Provided passage:
━━━━━━

On Sun, Jan 29, 2023 at 11:03:46AM -0500, Alan Stern wrote:
> On Sat, Jan 28, 2023 at 09:17:34PM -0800, Paul E. McKenney wrote:
> > On Sat, Jan 28, 2023 at 05:59:52PM -0500, Alan Stern wrote:
> > > On Sat, Jan 28, 2023 at 11:14:17PM +0100, Andrea Parri wrote:
> > > > > Evidently the plain-coherence check rules out x=1 at the 
> > > > > end, because when I relax that check, x=1 becomes a possible result.  
> > > > > Furthermore, the graphical output confirms that this execution has a 
> > > > > ww-incoh edge from Wx=2 to Wx=1.  But there is no ww-vis edge from Wx=1 
> > > > > to Wx=2!  How can this be possible?  It seems like a bug in herd7.
> > > > 
> > > > By default, herd7 performs some edges removal when generating the
> > > > graphical outputs.  The option -showraw can be useful to increase
> > > > the "verbosity", for example,
> > > > 
> > > >   [with "exists (x=2)", output in /tmp/T.dot]
> > > >   $ herd7 -conf linux-kernel.cfg T.litmus -show prop -o /tmp -skipchecks plain-coherence -doshow ww-vis -showraw ww-vis
> > > 
> > > Okay, thanks, that helps a lot.

━━━━━━

Required work:
A) Copy the portion of the herd7 discussion from "On Sun, Jan" up to and including "bug in herd7.".
B) Repeat verbatim the lines of the listing from the line containing "Task: the component shall indicate the glass" through the end of the listing.

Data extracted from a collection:
━━━━━━

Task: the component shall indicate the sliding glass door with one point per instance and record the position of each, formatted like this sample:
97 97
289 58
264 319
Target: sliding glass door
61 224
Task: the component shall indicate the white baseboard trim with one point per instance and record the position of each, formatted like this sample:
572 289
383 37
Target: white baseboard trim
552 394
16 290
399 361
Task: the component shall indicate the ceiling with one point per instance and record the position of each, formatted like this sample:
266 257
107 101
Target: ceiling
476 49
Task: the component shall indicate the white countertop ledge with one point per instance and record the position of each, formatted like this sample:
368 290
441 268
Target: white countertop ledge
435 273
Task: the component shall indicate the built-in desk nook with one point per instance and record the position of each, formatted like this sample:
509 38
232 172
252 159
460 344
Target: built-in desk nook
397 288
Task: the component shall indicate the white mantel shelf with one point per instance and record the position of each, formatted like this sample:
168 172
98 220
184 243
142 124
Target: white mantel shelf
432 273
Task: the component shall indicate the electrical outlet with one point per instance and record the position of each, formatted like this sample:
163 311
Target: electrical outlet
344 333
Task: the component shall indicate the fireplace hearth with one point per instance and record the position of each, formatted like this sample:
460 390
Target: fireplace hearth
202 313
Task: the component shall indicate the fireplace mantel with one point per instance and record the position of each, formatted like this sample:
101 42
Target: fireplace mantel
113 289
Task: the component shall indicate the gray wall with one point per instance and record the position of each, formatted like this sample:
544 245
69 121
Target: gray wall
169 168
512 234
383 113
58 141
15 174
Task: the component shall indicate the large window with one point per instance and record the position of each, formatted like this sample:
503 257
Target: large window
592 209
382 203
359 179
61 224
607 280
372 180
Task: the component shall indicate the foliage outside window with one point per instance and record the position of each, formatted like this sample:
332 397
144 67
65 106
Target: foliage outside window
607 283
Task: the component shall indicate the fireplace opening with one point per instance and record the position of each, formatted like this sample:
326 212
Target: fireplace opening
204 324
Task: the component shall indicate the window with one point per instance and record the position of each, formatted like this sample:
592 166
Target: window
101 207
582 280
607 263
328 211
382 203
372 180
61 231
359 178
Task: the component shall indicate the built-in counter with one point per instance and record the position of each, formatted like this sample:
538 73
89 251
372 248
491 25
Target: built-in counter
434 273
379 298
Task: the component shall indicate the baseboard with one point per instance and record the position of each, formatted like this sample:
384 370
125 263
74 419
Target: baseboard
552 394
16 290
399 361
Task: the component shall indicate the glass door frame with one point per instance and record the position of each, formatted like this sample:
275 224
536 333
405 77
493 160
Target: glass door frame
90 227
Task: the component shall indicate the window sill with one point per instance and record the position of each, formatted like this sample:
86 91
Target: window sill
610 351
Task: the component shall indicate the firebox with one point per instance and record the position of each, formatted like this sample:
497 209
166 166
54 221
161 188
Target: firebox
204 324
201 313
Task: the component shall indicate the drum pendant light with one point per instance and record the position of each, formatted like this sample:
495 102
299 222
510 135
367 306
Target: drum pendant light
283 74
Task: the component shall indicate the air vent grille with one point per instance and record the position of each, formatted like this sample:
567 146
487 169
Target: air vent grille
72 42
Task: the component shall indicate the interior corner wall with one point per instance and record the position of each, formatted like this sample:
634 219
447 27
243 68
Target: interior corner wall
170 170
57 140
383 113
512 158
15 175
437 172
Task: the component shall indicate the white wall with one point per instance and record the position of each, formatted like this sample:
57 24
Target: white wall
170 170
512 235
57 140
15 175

━━━━━━

Solved tasks:
A)
On Sun, Jan 29, 2023 at 11:03:46AM -0500, Alan Stern wrote:
> On Sat, Jan 28, 2023 at 09:17:34PM -0800, Paul E. McKenney wrote:
> > On Sat, Jan 28, 2023 at 05:59:52PM -0500, Alan Stern wrote:
> > > On Sat, Jan 28, 2023 at 11:14:17PM +0100, Andrea Parri wrote:
> > > > > Evidently the plain-coherence check rules out x=1 at the 
> > > > > end, because when I relax that check, x=1 becomes a possible result.  
> > > > > Furthermore, the graphical output confirms that this execution has a 
> > > > > ww-incoh edge from Wx=2 to Wx=1.  But there is no ww-vis edge from Wx=1 
> > > > > to Wx=2!  How can this be possible?  It seems like a bug in herd7.

B)
Task: the component shall indicate the glass door frame with one point per instance and record the position of each, formatted like this sample:
275 224
536 333
405 77
493 160
Target: glass door frame
90 227
Task: the component shall indicate the window sill with one point per instance and record the position of each, formatted like this sample:
86 91
Target: window sill
610 351
Task: the component shall indicate the firebox with one point per instance and record the position of each, formatted like this sample:
497 209
166 166
54 221
161 188
Target: firebox
204 324
201 313
Task: the component shall indicate the drum pendant light with one point per instance and record the position of each, formatted like this sample:
495 102
299 222
510 135
367 306
Target: drum pendant light
283 74
Task: the component shall indicate the air vent grille with one point per instance and record the position of each, formatted like this sample:
567 146
487 169
Target: air vent grille
72 42
Task: the component shall indicate the interior corner wall with one point per instance and record the position of each, formatted like this sample:
634 219
447 27
243 68
Target: interior corner wall
170 170
57 140
383 113
512 158
15 175
437 172
Task: the component shall indicate the white wall with one point per instance and record the position of each, formatted like this sample:
57 24
Target: white wall
170 170
512 235
57 140
15 175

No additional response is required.